Bufe is big on vague foggy generalities but weak on particulars — a serious default in an essay about “getting there.” Repeatedly he holds up ZEGG, a German commune he must have visited, as an exemplar — but he never tells us a damned thing about what ZEGG is (or even what the initials stand for). Bufe thinks that “model communities” arethe way to go, but he has nothing to say about the history of the hundreds of anarchist or utopian socialist intentional communities which were set up in America in and after the 1840’s. Anybody thinking of starting up such a community should, at the very least, become acquainted with the experiences of its predecessors. Some risks are inherent, but others are avoidable. If the point of an anarchist intentional community is to set a good example, then everything possible should be done to ensure that the example is good. Bufe doesn’t do this. Nor is there any sign in this tract or anywhere else that Bufe is doing anything toward “getting there” besides issuing edicts to less enlightened anarchists (he has a long history of this) and waiting for them to raise the capital and do the drudge work. I expect his wait will be a long one.

A look at ZEGG, based on its own Internet postings, explains why Bufe might prefer not to get into specifics. Bufe, emulating his demented mentor Fred Woodworth, has long and stridently affirmed his atheism and rationalism, although his careful readers have often regarded him as more rationalist than rational. Regardless, ZEGG is a New Age sex cult! Its primary principle, as is Bufe’s, is free love — for patriarchs.

◆ Complete the following
1. Answer these from the critique of Bufe:
(a) In what country is ZEGG?
(b) Around what decade did Americans begin setting up the intentional communities the critique mentions?
(c) Who is named as Bufe's mentor?
2. Carry on the critique of Bufe from the point where it stops.
You won't need the listing for any of this.

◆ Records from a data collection
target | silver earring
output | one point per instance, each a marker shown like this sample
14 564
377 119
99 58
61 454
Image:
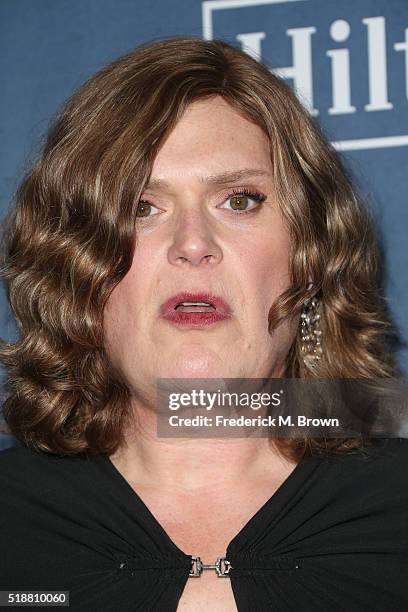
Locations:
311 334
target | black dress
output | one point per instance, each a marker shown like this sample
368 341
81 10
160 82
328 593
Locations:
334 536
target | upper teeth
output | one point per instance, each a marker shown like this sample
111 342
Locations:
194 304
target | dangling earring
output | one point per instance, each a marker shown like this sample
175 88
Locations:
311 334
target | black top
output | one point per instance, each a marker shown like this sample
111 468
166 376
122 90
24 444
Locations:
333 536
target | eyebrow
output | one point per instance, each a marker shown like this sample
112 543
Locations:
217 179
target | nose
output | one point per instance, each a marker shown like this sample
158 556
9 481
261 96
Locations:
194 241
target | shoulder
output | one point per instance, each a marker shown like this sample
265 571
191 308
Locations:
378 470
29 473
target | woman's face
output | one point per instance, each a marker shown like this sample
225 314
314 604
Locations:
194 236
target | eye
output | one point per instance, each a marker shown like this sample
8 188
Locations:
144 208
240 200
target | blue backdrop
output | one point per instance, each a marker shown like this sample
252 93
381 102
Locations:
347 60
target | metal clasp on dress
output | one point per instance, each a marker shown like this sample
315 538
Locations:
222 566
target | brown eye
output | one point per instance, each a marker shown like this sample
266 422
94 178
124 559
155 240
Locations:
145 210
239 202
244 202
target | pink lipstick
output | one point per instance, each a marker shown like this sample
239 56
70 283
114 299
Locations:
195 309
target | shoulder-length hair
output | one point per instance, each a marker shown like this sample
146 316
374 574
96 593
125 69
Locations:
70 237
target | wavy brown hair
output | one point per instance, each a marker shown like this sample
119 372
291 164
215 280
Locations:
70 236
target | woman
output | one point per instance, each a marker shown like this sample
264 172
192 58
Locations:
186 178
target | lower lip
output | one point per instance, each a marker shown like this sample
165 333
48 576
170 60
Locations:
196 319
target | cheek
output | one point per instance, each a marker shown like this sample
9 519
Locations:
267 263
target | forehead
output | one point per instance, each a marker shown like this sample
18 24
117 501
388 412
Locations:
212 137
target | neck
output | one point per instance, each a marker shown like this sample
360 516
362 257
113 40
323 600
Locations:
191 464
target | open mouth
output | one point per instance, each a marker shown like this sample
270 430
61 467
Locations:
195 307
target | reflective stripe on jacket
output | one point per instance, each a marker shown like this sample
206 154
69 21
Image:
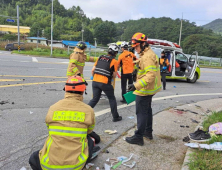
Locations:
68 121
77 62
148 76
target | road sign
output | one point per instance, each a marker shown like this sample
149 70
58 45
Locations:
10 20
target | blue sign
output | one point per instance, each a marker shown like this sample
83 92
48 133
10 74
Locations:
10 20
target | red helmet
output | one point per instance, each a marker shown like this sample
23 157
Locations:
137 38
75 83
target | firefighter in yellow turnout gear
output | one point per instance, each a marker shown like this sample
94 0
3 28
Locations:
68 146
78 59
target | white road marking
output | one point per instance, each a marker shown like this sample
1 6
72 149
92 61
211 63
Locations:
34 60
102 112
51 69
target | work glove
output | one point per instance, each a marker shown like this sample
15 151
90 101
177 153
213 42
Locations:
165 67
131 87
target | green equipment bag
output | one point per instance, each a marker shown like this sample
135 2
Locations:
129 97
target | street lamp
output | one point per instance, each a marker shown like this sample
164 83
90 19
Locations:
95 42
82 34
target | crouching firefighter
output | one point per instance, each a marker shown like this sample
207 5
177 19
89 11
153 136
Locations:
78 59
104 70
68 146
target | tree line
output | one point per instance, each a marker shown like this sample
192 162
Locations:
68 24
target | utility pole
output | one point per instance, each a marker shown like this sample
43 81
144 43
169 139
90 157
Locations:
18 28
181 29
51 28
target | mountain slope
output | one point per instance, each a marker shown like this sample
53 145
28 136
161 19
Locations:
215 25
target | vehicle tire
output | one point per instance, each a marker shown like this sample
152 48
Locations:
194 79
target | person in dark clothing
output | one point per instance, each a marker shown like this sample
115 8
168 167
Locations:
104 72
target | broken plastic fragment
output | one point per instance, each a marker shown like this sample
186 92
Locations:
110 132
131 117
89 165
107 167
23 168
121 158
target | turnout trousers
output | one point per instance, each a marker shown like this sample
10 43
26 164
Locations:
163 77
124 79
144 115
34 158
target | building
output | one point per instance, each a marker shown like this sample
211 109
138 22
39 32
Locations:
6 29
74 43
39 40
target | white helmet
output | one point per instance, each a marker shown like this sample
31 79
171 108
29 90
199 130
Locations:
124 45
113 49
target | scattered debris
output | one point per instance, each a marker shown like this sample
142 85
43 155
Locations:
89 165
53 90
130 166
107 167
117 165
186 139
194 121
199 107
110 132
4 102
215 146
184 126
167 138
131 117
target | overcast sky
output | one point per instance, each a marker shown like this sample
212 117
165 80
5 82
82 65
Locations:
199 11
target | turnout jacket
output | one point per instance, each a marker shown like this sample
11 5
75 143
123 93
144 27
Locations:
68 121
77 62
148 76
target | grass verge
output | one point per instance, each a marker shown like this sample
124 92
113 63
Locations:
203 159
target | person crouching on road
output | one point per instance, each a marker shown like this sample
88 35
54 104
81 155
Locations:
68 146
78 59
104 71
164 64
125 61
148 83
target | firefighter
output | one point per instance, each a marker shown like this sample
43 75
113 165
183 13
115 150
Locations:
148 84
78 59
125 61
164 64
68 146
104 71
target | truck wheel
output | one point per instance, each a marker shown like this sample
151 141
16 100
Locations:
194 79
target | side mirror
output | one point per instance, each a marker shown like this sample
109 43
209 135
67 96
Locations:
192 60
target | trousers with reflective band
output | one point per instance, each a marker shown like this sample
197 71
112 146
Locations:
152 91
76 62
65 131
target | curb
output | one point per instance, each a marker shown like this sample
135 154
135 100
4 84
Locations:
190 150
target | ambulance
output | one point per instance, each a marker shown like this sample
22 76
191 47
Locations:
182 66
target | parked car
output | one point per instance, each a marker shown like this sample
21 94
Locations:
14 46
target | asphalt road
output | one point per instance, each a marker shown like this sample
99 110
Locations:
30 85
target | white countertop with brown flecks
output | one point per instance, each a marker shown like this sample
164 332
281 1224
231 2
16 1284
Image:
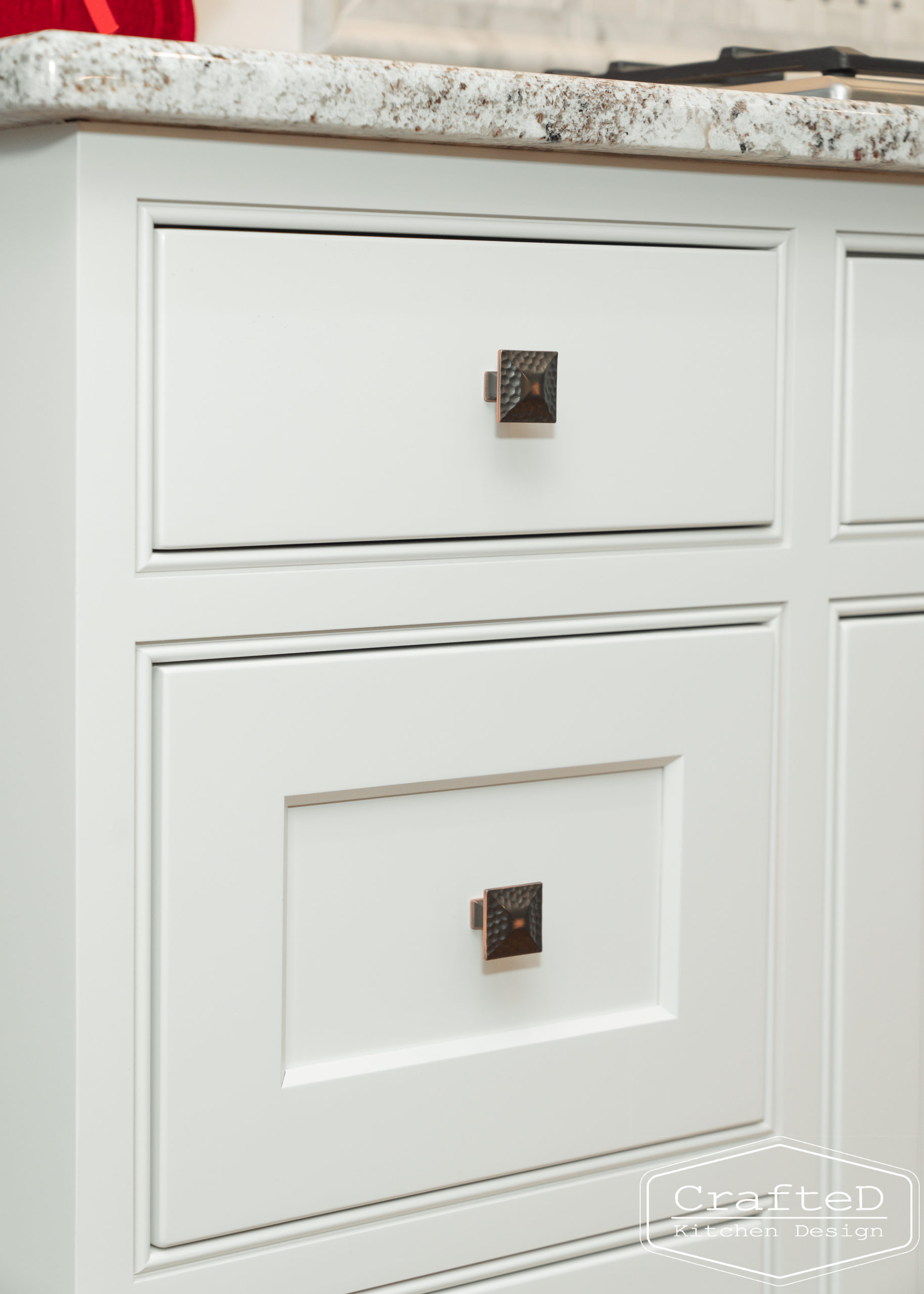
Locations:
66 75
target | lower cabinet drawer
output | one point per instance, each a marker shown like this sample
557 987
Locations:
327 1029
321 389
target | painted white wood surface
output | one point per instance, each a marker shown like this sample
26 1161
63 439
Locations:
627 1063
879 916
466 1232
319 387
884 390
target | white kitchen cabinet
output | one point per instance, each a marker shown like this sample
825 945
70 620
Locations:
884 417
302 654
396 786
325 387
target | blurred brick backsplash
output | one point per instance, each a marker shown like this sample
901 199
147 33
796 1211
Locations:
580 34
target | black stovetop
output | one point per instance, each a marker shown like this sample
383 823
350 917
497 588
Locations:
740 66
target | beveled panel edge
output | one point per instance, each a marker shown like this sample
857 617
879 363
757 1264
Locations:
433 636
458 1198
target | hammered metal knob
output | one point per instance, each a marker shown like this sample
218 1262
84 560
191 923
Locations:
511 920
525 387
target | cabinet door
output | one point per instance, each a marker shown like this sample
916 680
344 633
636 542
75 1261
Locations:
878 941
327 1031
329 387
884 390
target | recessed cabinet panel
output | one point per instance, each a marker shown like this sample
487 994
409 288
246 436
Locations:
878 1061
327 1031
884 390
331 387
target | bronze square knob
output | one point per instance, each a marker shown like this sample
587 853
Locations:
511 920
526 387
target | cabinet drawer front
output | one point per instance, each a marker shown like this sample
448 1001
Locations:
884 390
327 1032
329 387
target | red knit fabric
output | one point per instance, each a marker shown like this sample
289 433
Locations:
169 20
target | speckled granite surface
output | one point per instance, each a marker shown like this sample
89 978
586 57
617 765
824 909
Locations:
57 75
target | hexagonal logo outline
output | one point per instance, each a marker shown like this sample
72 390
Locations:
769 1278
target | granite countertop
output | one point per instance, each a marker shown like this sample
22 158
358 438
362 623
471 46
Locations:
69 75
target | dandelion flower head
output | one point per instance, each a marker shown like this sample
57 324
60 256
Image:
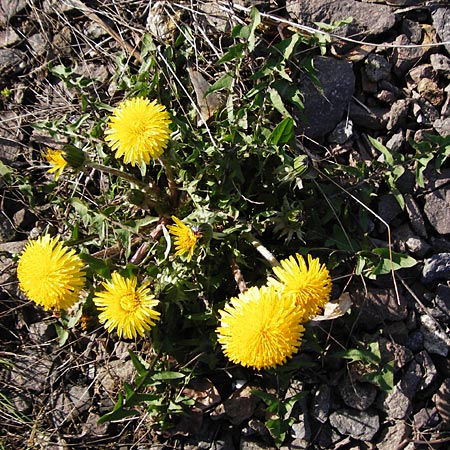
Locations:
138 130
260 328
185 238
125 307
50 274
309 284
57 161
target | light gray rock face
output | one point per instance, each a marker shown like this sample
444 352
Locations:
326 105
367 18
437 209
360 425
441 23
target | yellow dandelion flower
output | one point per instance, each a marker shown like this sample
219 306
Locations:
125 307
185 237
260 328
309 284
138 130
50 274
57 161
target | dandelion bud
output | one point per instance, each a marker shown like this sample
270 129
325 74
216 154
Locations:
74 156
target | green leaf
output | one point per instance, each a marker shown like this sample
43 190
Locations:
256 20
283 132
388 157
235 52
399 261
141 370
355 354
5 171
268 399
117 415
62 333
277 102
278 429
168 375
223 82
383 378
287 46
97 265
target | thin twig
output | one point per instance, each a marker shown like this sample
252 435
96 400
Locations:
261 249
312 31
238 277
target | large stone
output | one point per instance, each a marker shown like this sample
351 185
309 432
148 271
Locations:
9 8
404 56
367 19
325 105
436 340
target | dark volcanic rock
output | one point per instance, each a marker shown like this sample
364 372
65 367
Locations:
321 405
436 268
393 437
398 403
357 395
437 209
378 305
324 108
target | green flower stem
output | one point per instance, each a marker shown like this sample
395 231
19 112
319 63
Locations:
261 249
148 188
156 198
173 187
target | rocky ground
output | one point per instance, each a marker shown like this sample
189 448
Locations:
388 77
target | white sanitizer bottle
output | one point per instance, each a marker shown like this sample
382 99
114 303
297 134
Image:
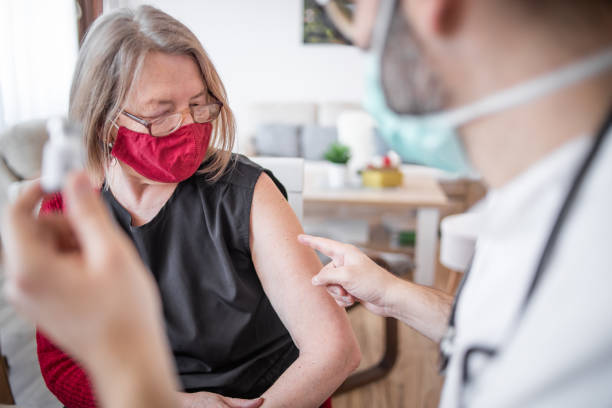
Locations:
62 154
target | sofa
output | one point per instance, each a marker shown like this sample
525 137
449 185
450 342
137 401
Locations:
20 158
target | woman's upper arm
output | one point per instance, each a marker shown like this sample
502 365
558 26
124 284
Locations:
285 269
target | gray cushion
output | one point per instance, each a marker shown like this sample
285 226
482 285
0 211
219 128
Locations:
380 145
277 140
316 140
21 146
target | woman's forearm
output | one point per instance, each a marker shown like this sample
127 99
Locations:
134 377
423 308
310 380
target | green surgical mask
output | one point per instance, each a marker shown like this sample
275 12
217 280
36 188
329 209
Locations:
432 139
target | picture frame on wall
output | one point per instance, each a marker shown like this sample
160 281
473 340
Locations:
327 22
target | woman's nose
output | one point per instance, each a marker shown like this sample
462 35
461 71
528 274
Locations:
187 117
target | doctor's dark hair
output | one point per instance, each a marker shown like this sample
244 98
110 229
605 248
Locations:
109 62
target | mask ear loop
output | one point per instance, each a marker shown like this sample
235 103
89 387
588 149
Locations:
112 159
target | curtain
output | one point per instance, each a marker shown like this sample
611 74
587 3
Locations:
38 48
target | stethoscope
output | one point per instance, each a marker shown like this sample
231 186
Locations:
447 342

◆ Outputs by task
1.
(a) Germany
(b) The 1840's
(c) Fred Woodworth

2.
According to a founding member, Rotraud Rospert, “The women’s field is the most important thing. I could feel how serious they were to find solutions [to] the questions of how they can support each other when they are in love with the same man. The women also need to come together to support the men in the community . . . how they can work together to support the men so that the men find it easier to give love to the women.” There is nothing about the men coming together to support each other to love the same woman, or to give love to the women. Love, like laundry, is women’s work. The ZEGG women are the collective property of the ZEGG men.

Reading between Bufe’s lines, you don’t have to be Wilhelm Reich or Dr. Kinsey to figure out what went on between him and ZEGG. Correctly perceiving in Bufe a credulous, sex-starved potential publicist, the male elders extended their hospitality in the form of Prussian pussy or Saxon sex or Westphalian ham. That was quite enough to blind Bufe to the totalitarian reeducation of the “forum,” a Maoist-style criticism/self-criticism control mechanism.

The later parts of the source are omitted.